▶ **TASK DETAILS**
Take all the material and copy it exactly.

Data entries
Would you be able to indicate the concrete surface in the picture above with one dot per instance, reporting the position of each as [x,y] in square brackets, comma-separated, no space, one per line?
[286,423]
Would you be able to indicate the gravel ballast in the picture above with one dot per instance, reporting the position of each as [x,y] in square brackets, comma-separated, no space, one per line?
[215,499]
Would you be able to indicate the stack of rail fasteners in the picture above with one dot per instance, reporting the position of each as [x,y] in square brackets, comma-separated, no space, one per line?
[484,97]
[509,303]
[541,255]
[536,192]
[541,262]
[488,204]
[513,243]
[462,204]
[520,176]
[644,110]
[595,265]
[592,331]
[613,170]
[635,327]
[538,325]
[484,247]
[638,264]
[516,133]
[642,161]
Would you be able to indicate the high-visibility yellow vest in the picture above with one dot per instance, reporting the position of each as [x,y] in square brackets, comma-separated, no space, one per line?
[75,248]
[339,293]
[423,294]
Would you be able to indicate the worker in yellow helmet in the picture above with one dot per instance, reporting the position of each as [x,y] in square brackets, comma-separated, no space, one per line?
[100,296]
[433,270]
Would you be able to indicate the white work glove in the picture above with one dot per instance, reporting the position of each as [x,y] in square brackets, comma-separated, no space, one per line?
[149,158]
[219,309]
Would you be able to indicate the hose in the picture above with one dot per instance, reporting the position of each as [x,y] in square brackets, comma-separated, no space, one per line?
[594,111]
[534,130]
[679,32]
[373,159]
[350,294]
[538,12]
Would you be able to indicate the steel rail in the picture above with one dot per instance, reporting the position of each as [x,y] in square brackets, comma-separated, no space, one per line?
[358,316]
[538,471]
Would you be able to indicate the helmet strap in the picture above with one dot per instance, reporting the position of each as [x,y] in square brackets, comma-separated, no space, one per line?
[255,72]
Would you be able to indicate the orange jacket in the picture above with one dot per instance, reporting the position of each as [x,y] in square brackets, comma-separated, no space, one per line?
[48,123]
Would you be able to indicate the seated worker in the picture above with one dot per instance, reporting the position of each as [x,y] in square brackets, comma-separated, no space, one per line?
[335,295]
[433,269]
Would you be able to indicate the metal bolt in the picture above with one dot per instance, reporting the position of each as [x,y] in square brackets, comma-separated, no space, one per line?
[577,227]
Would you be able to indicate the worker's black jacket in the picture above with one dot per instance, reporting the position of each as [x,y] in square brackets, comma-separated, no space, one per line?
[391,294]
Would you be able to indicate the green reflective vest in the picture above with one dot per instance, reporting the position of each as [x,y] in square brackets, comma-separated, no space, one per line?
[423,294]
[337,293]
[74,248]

▶ **TASK RESULT**
Would you be able to indicate the concrete surface in the picture above with one dot per instance, reporting the position of each as [x,y] in square brackets, comma-separated, no space, one per line?
[286,423]
Would you be able to indicate the gravel ballast in the picture above with one dot per instance, reporting the position of each as [x,y] in square brackets, comma-separated, no space, one per line?
[215,499]
Would you be able to indicate the stack of rail fasteners in the picture above with one dot per instance, reporting the position of each as [x,y] in square brackets, comma-separated, no space, one per line?
[484,97]
[509,303]
[541,255]
[536,192]
[541,262]
[488,204]
[513,243]
[462,204]
[520,176]
[644,110]
[595,265]
[592,331]
[613,170]
[635,327]
[538,325]
[484,247]
[638,264]
[516,133]
[642,161]
Would you be able to indicate the high-visibility yellow vest in the picture above with one dot per instance, reporting the position of each as [x,y] in square brackets, comma-separated, no space, one per line?
[75,248]
[339,293]
[423,294]
Would you be able to indicate the worker in yellow helmet in the picture above with one dot per instance, reporting the position of each as [x,y] in square brackets, comma-separated, no space, one per line?
[100,296]
[433,270]
Would you be able to indicate the white work glove in the picture above with one dot per instance, reporting the position of each as [x,y] in square brackets, comma-separated, no space, one per line?
[149,158]
[219,309]
Would you be able to indicate the hose in the picture above with one dot per instance, reporting the position of each as [x,y] in square brackets, comma-separated, no space, one per line?
[594,111]
[534,130]
[679,32]
[373,159]
[350,294]
[538,12]
Would you be able to indicate the steel rail in the picture above with one dot per instance, reporting the position of each as [x,y] in square brackets, comma-separated, no space, one per line?
[358,316]
[538,471]
Would you be able to indicate the helmet strap in the picture above with one dot per instance, reporting the position of each as [x,y] in square brackets, comma-separated, no space, one per line?
[255,72]
Would you be able to indicate the orange jacket in the picture above with one dot per instance, reporting the position of each as [x,y] in square brackets, comma-separated, no space, one per line?
[48,123]
Would you be able to indicate the seated worker in the picture above with one dot per instance, reporting the position of each as [x,y] in square brackets, comma-separated, no space, one per line?
[335,295]
[433,269]
Would you be able to indicate the metal bolt in the picture above with one dot per instance, reporting the position of each as [x,y] in square brackets, comma-separated, no space, one per line?
[577,227]
Would you be able to indicate the worker's black jacket in the picture above with one dot per instance, reporting the position of each as [x,y] in square brackets, comma-separated, no space, one per line?
[391,294]
Would you be able to indicate the green reflective vest in the picture above with one dot per instance, reporting the position of each as [x,y] in square brackets, comma-separated, no space, one per line?
[423,294]
[337,293]
[74,248]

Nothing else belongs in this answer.